(Task):
Reproduce the records below from the line with "Task: point out the crusty" up to and including the line with "point(600, 129)", substituting "butter dish" for "white butter box" and leaving everything else unchanged.

··· Supplied data ···

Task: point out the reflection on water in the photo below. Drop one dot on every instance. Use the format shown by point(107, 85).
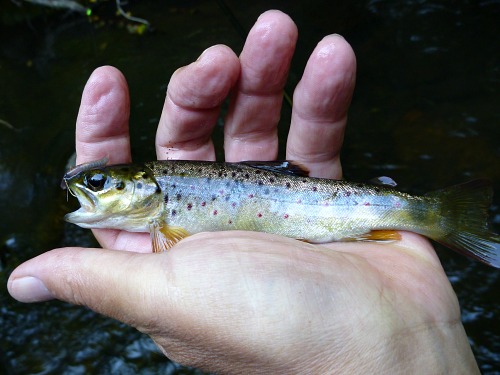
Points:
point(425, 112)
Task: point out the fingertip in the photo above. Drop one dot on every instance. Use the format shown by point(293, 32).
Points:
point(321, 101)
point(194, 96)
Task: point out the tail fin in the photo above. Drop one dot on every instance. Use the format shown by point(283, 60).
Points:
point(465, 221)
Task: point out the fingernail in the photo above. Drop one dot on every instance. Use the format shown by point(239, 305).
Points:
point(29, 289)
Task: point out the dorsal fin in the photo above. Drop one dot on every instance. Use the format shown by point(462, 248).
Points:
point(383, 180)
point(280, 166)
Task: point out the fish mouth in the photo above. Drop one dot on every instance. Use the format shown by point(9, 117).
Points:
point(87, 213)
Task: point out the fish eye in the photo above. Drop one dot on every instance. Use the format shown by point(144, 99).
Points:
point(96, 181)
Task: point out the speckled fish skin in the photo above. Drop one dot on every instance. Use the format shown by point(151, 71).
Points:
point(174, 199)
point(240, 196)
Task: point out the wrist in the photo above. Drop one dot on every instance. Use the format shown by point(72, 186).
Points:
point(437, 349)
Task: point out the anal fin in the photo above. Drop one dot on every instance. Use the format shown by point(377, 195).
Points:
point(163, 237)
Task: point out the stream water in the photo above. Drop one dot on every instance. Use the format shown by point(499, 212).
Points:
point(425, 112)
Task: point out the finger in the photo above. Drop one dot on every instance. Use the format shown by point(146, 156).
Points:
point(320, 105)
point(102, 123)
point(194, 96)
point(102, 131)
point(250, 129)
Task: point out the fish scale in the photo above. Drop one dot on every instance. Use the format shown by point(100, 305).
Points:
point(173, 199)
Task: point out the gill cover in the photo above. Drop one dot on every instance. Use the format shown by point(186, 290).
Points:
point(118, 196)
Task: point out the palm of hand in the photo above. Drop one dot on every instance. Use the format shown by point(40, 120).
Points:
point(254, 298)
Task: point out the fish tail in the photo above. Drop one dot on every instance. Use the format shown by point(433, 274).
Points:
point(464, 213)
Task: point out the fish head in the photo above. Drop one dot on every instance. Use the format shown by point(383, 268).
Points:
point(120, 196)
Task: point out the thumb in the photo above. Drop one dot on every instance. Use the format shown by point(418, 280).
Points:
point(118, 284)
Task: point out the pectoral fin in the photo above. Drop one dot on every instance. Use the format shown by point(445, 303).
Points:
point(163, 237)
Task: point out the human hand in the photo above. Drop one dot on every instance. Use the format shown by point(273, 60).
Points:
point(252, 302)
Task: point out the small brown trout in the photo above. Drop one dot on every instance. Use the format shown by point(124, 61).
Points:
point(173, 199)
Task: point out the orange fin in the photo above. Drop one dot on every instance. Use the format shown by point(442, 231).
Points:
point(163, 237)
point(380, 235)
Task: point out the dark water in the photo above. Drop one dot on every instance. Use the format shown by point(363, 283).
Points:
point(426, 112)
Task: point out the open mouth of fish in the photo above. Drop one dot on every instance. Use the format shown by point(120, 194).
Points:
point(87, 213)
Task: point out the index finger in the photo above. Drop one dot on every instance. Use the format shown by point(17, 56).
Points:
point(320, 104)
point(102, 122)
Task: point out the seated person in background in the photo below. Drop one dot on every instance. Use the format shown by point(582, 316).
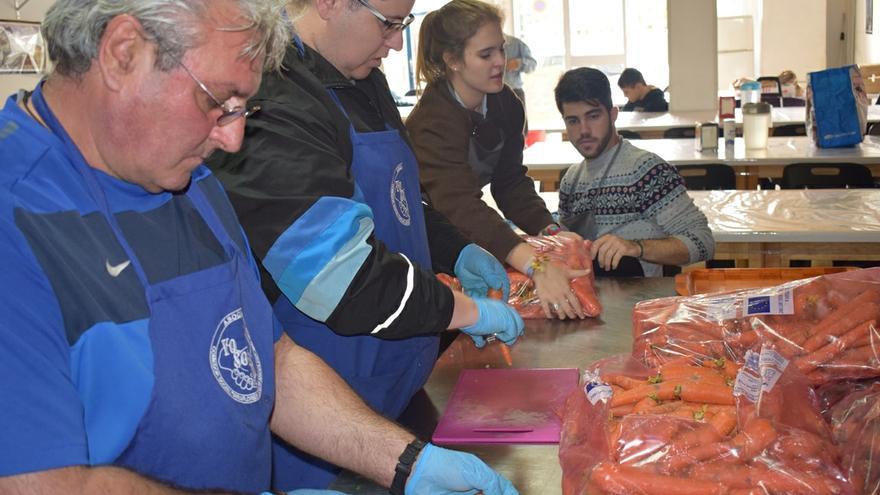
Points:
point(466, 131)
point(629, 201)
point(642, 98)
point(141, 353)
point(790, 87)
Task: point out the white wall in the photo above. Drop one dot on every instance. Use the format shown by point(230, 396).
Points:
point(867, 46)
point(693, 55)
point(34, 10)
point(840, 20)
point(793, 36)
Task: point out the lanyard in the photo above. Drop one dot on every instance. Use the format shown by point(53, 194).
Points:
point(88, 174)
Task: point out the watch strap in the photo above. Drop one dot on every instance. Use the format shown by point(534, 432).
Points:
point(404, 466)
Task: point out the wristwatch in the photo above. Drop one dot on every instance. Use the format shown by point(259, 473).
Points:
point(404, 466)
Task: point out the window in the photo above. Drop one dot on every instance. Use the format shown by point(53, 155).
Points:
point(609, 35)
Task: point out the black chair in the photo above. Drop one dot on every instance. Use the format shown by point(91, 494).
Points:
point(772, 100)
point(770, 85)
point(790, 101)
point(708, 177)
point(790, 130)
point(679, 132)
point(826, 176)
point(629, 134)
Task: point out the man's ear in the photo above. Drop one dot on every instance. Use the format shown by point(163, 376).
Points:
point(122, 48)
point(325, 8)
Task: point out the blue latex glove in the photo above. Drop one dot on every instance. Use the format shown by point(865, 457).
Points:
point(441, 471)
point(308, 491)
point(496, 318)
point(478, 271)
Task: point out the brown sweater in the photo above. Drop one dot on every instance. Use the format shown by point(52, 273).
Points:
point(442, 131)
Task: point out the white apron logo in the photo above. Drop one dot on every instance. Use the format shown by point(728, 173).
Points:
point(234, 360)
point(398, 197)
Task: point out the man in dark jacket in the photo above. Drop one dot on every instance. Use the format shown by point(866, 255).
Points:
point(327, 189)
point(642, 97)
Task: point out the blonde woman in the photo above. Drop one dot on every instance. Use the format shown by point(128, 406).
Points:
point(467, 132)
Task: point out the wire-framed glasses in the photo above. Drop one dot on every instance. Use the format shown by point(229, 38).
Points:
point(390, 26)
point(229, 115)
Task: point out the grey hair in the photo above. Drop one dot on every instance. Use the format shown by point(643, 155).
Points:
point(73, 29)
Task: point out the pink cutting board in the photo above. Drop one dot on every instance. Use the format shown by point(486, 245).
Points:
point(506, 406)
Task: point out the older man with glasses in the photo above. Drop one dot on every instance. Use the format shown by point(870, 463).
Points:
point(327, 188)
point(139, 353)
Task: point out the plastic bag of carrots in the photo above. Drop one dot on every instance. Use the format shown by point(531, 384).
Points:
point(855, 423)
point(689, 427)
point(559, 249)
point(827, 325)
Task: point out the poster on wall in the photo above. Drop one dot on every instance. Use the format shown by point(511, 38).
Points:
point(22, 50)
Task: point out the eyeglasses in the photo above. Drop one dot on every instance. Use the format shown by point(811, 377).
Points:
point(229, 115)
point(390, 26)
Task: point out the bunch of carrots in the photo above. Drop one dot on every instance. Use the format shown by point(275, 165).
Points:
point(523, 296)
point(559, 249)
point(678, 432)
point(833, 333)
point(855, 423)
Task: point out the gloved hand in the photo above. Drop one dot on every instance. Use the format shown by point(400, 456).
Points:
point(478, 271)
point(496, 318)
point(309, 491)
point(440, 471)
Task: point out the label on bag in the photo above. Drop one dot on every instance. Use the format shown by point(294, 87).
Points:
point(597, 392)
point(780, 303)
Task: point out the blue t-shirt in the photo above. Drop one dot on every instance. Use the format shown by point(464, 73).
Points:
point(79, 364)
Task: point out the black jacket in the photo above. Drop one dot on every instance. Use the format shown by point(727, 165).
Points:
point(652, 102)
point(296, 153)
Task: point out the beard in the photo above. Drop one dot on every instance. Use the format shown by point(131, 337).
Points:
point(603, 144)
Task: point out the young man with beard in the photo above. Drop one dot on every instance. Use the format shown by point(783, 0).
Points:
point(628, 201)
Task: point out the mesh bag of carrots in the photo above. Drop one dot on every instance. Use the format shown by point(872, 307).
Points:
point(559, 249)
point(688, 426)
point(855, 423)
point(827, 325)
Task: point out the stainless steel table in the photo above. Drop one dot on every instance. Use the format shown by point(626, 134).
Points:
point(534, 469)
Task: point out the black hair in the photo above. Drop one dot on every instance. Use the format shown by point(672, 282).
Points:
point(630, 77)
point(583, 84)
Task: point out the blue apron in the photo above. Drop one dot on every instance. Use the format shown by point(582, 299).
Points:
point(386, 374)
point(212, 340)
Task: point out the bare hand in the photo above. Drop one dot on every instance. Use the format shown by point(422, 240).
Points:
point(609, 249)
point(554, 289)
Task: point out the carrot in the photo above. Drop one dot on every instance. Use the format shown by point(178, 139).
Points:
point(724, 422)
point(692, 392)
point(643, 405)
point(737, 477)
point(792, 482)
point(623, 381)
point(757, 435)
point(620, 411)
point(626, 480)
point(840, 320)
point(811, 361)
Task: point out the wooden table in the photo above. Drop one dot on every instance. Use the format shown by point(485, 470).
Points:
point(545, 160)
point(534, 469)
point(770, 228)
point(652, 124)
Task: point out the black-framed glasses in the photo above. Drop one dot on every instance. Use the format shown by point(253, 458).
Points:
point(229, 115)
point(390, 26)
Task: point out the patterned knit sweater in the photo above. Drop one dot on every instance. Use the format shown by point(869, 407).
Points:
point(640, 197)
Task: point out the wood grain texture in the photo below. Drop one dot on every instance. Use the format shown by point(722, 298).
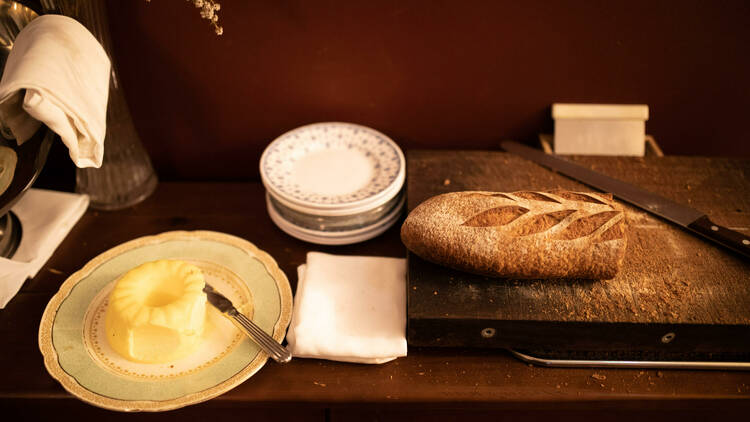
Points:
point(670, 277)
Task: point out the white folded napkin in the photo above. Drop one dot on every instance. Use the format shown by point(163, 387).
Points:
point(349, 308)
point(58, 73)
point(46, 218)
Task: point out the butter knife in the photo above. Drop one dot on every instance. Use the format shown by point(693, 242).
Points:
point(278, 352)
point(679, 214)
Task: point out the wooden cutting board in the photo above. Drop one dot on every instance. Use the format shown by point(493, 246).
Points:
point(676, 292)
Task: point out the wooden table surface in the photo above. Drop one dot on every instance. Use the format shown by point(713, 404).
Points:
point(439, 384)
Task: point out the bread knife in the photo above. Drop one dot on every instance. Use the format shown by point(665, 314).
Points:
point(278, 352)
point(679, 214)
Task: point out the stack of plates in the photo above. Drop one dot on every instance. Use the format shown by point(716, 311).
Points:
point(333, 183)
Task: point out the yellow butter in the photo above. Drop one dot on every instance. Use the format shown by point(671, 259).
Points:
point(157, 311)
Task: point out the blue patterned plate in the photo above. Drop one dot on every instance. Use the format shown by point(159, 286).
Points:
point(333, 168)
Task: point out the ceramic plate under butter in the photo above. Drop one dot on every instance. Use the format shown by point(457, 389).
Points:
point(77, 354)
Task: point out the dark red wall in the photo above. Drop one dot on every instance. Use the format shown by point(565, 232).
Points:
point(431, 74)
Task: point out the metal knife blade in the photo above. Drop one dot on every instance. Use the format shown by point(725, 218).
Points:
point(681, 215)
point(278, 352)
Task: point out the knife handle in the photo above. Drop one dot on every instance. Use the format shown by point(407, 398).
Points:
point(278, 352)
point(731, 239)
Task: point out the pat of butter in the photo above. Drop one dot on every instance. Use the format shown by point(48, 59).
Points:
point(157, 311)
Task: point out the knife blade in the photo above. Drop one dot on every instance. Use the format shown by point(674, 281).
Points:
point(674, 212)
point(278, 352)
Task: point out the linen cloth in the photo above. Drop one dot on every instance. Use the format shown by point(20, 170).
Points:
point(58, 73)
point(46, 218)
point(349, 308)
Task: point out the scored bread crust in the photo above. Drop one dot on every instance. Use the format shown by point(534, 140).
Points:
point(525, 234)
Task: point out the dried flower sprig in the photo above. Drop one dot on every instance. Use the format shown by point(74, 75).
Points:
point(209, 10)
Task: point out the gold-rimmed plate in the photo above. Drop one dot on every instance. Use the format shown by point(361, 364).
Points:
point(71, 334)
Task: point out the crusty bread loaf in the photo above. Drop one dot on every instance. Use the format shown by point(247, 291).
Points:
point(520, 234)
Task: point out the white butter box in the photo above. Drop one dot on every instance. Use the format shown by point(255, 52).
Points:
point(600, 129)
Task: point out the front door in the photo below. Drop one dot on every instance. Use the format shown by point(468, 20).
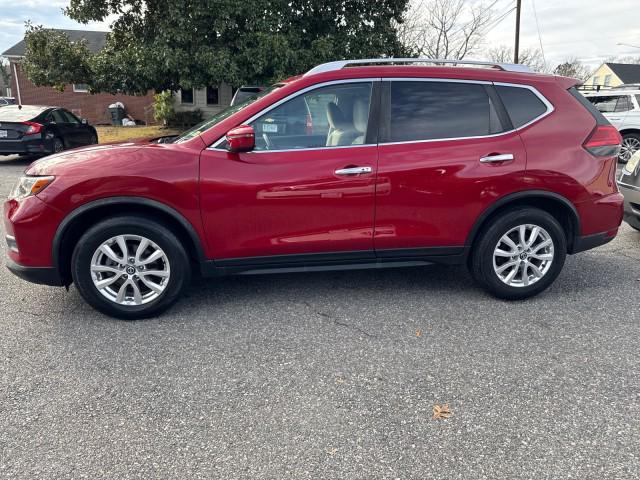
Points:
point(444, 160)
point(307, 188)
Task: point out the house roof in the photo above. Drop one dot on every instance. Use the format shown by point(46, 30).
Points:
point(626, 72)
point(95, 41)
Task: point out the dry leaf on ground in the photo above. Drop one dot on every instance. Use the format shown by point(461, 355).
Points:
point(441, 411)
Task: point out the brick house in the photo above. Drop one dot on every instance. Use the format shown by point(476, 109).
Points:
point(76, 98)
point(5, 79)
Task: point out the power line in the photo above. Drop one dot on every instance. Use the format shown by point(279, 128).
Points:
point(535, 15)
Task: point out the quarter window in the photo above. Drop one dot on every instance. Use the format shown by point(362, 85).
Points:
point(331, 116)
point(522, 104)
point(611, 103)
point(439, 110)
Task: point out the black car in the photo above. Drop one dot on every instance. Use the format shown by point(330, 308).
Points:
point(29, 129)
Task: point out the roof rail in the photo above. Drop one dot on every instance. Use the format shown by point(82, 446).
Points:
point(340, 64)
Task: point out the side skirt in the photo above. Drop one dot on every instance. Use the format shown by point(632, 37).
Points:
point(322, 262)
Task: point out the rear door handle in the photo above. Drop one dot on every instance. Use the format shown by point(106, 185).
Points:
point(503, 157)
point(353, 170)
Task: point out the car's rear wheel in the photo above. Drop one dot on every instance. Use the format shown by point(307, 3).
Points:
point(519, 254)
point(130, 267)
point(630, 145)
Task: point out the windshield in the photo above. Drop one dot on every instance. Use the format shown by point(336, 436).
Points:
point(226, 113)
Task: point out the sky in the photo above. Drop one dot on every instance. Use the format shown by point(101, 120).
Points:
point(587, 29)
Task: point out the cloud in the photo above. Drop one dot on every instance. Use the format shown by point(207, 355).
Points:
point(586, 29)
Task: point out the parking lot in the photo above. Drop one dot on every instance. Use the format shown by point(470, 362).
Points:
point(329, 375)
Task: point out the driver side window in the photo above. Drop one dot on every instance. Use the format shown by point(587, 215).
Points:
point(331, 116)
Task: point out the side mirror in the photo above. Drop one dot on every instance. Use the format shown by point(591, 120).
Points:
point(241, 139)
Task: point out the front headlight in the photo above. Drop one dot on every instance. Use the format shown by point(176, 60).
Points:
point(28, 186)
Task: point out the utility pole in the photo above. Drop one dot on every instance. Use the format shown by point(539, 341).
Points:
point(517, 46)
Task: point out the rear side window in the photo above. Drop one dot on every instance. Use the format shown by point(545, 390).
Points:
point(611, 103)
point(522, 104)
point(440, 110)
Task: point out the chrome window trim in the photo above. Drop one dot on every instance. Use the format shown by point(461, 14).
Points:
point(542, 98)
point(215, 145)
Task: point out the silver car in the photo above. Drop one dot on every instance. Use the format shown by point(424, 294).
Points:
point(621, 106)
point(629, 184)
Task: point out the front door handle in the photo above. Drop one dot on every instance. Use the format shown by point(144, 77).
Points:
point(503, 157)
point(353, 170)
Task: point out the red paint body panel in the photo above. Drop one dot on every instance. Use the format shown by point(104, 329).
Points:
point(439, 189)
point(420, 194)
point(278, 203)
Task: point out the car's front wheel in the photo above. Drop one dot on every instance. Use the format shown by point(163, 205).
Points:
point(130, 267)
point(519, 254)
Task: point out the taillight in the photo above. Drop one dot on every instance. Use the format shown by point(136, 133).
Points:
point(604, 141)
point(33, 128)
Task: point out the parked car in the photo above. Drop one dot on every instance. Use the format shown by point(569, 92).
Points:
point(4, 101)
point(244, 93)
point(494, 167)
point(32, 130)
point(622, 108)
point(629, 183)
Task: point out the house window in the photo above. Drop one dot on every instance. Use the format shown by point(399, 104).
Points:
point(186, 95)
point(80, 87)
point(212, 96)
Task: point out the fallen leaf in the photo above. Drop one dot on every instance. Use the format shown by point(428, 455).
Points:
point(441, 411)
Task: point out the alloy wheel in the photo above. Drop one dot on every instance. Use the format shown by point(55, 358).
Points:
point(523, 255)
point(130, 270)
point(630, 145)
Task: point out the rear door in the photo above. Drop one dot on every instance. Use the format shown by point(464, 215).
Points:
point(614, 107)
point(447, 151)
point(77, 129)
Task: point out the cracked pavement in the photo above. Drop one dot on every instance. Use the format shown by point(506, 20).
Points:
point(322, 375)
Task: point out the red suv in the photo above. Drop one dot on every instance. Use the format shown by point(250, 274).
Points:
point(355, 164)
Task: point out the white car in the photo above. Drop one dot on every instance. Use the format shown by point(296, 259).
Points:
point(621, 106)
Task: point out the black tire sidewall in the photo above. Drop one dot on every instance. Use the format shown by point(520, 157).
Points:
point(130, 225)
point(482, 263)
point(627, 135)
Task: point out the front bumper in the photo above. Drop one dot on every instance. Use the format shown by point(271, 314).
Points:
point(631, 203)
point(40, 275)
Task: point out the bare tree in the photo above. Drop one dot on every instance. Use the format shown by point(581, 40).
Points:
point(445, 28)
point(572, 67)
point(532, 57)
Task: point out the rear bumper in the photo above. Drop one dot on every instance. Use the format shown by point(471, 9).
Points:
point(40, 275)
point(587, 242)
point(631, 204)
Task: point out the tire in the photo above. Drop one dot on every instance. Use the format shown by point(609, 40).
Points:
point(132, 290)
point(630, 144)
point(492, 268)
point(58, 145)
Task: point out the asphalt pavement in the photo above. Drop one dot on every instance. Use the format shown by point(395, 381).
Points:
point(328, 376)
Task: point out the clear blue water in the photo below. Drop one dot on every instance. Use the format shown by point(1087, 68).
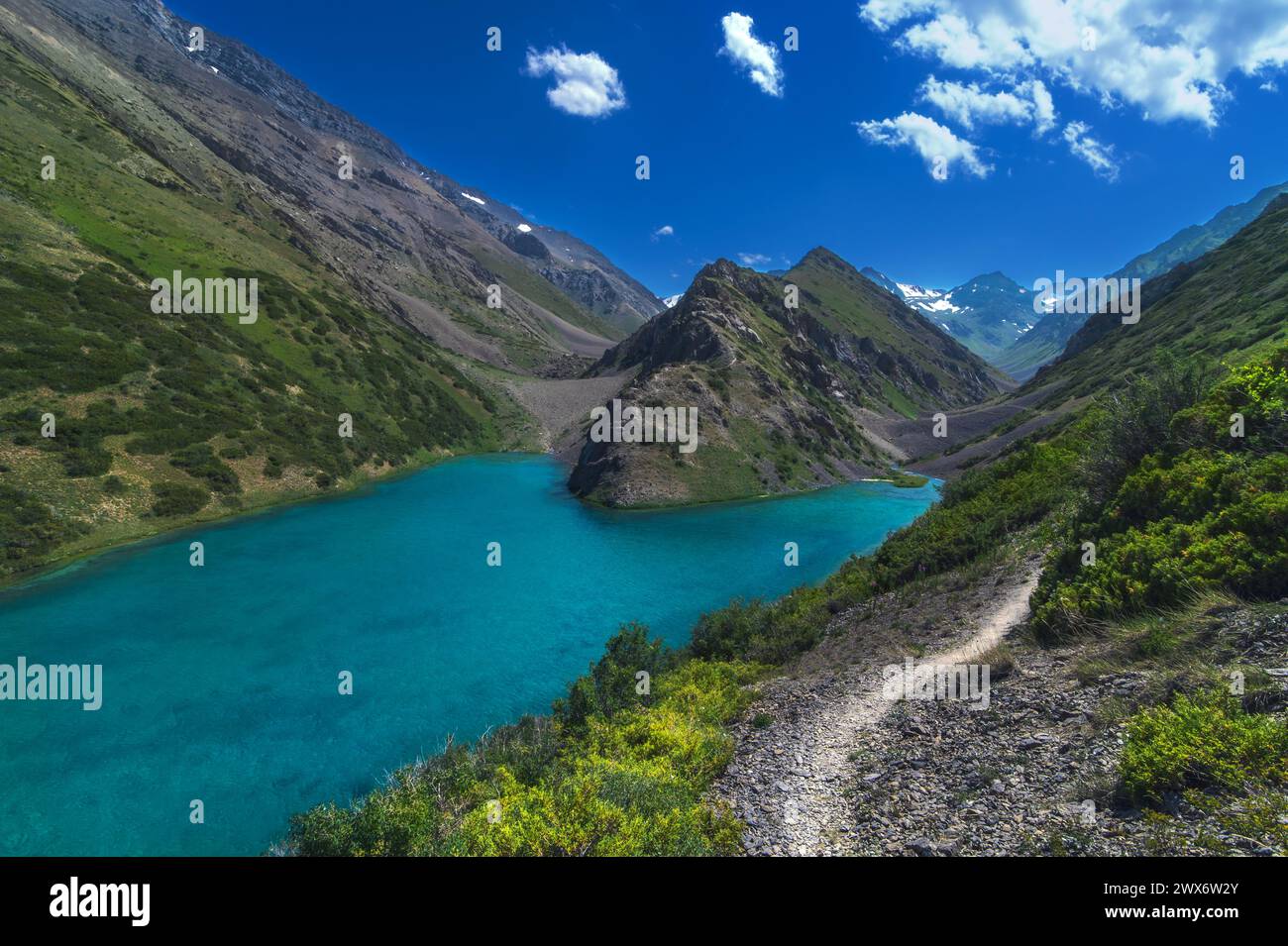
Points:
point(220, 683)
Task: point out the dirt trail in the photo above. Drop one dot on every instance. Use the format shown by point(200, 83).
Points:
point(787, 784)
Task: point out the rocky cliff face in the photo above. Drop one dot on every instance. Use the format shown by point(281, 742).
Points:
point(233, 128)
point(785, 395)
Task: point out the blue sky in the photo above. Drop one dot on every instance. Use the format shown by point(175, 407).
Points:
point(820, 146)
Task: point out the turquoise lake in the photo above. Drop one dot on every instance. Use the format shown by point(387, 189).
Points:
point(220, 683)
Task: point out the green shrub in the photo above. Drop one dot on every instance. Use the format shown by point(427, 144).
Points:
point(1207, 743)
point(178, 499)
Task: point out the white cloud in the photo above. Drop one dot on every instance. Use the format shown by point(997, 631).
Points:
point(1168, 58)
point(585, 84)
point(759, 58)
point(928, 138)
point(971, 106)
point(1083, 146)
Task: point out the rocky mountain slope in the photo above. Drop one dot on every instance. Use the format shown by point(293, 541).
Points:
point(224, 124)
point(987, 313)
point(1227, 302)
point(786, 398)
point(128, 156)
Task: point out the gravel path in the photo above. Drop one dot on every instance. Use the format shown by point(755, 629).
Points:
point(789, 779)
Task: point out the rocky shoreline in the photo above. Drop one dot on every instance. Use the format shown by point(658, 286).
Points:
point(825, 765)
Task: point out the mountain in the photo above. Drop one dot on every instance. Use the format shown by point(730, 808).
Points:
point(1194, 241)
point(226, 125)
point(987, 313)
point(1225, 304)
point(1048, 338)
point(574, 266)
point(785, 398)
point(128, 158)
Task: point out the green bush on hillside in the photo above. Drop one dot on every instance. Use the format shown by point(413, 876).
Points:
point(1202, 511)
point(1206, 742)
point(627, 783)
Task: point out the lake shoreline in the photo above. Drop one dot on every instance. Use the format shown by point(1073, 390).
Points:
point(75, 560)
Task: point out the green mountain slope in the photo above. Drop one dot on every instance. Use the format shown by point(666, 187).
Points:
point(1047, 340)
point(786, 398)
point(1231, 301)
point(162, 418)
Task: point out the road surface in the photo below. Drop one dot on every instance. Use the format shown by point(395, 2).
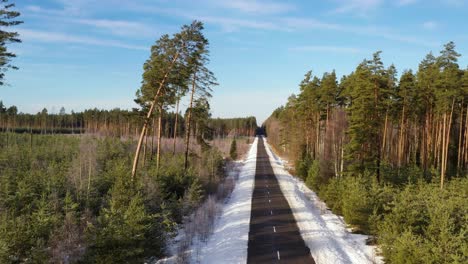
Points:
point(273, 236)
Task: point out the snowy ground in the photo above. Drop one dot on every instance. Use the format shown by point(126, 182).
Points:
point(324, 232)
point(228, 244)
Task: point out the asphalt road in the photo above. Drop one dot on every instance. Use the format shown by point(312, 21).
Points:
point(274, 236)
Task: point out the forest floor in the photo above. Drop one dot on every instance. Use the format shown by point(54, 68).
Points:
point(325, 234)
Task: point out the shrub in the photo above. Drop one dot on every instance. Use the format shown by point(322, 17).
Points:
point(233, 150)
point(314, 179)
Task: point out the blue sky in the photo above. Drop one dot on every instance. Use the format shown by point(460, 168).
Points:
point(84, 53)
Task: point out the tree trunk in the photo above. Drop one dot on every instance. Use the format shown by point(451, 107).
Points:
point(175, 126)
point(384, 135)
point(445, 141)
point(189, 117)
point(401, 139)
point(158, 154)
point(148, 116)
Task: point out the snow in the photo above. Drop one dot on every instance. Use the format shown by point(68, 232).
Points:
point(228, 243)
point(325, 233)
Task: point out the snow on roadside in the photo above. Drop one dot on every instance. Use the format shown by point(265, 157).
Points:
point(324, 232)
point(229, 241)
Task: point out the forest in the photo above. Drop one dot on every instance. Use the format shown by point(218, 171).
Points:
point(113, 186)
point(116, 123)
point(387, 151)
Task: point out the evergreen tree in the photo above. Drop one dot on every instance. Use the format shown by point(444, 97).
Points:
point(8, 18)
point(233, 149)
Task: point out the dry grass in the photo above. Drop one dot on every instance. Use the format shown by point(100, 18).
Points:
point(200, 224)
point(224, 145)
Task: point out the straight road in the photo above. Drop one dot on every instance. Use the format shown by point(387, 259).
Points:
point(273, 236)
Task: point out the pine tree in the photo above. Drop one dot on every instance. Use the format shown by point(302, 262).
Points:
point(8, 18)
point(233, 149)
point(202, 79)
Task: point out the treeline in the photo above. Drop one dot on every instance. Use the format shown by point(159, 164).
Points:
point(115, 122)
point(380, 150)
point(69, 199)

···

(Answer):
Task: point out the crusty bread loaf in the photo above. Drop one dot on every instance. Use the format shown by point(247, 291).
Points:
point(520, 234)
Task: point out the butter dish in the photo above. Drop one dot on every instance. Use the format shown by point(255, 52).
Points:
point(600, 129)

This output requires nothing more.